**Work request 1**
Using the teacher profiles, answer these:
(a) What did Lawrence's 8th-grade science teacher let her make instead of writing a paper?
(b) What grade does Joanna Bis teach?
(c) In what month and year did Bis's father pass away?
**Work request 2**
Extend the teacher profiles beyond their final sentence.

**Page text**
◇ ◇ ◇ ◇ ◇
Every day when Lawrence steps into her classroom, she aims to make learning fun and engaging for her students.
“I wanted to be a teacher so I could have a classroom where all of my students can succeed and grow,” Lawrence said. “I learned this when I was in 8th grade, when my science teacher let me create a clay model of a cell instead of writing a paper. I was able to show my skills and understanding in a way that was good for me.”
COVID-19 PANDEMIC EDUCATOR
Joanna Bis ’16, M.A. ’18
Fourth Grade Teacher
P.S. 253 in Brooklyn
New York City Department of Education
Bis, a first-generation college graduate who grew up in a Polish household, has gone above and beyond in her role as an educator for the past five years. Receiving an Esse Non Videri award comes as both a shock and an honor, she said.
“It made all the craziness worth it,” Bis said. “I’m elated that even after graduating, I still have such a positive relationship with St. Joseph’s.”
When sharing what inspires her in her work, Bis said her father, who passed away suddenly in January 2021, always motivated her to be the best educator she could be.
“While I was working remotely, he would always listen to my lessons and ask about what I was teaching,” she said. “He was my first teacher, and now with him gone, I see how much he has taught me about the world and through life lessons.”
◇ ◇ ◇ ◇ ◇
**Dataset entries**
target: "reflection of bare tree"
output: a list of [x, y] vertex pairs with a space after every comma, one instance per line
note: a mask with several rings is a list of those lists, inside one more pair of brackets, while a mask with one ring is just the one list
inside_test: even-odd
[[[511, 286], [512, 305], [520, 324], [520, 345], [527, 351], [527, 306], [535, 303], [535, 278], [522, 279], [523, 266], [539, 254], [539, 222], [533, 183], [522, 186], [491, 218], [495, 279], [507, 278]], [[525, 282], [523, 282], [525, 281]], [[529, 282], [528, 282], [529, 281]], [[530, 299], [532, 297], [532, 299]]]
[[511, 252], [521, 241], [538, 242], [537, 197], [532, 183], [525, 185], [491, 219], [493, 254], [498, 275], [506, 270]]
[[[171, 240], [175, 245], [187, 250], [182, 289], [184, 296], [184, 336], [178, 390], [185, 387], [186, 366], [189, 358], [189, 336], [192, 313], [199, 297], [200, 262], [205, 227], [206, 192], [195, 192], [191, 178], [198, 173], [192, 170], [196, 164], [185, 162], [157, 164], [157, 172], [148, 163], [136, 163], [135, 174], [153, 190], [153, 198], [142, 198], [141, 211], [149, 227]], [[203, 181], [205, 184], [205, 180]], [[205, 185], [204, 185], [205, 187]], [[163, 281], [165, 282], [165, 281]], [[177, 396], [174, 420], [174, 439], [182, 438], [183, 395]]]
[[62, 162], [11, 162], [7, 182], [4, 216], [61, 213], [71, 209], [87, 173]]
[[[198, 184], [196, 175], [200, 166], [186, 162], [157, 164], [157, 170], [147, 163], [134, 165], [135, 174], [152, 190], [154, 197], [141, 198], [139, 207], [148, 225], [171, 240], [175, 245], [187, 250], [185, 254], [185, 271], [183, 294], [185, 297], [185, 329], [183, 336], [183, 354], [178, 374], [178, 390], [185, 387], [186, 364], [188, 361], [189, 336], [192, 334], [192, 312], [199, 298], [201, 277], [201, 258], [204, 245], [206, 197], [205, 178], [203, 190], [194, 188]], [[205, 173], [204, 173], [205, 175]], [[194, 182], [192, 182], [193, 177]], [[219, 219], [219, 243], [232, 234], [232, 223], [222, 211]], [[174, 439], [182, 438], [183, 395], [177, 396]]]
◇ ◇ ◇ ◇ ◇
**Expected answer 1**
(a) A clay model of a cell
(b) Fourth grade
(c) January 2021

**Expected answer 2**
COVID-19 PANDEMIC EDUCATOR
Jennifer Silberberg ’19, M.A. ’21
Special Ed Teacher
P.S. 102 in Brooklyn
New York City Department of Education
Sometimes it’s the little things about her work as a special education teacher that touch Silberberg’s soul the most.
When schools closed in March 2020 due to the pandemic, Silberberg recalled, a parent reached out to her in an email asking about the student of the month award her son had earned but didn’t have the chance to receive.
“I made a student of the month award and emailed it to this student’s mother for him,” she said. “The mother said he was so happy that he finally received his award!”
Time and again during the pandemic, she has gone the extra mile for her students, their families and her colleagues.
She did little things, like asking fun questions for attendance during Google Classroom, such as the students’ favorite colors or animals. And big things, such as navigating her own class through remote learning, while helping other teachers unfamiliar with Google Classroom and the technology to help manage their remote classes.
Silberberg routinely called students to check on the status of their remote work and to see if all was OK at home.
LEGACY IN EDUCATION
Joseph Lewinger ’00 (Posthumous)
The Mary Louis Academy in Queens
Lewinger devoted his life to teaching others — both in and out of the classroom. During his career, Lewinger climbed the ranks at The Mary Louis Academy (TMLA), an all-girls Sisters of St. Joseph accredited high school in Queens, where he most recently served as assistant principal.
Lewinger passed away in the spring of 2020 due to complications of COVID-19. He was 42.
The Gala Awards Committee unanimously nominated Lewinger for the Legacy in Education Award because he was such a deeply committed educator in his life.
The reach of Lewinger’s teaching was evident through the outpouring of support over the past year and a half. Remembered most for his infectious smile and how he never hesitated to help those in need, TMLA created a Student Life Fund in Lewinger’s name to benefit students facing a critical moment in their lives, like the death of a parent, loss of their home or a major illness. An endowed scholarship in his name was created at St. Joseph’s College, supporting dreams of higher education for aspiring teachers.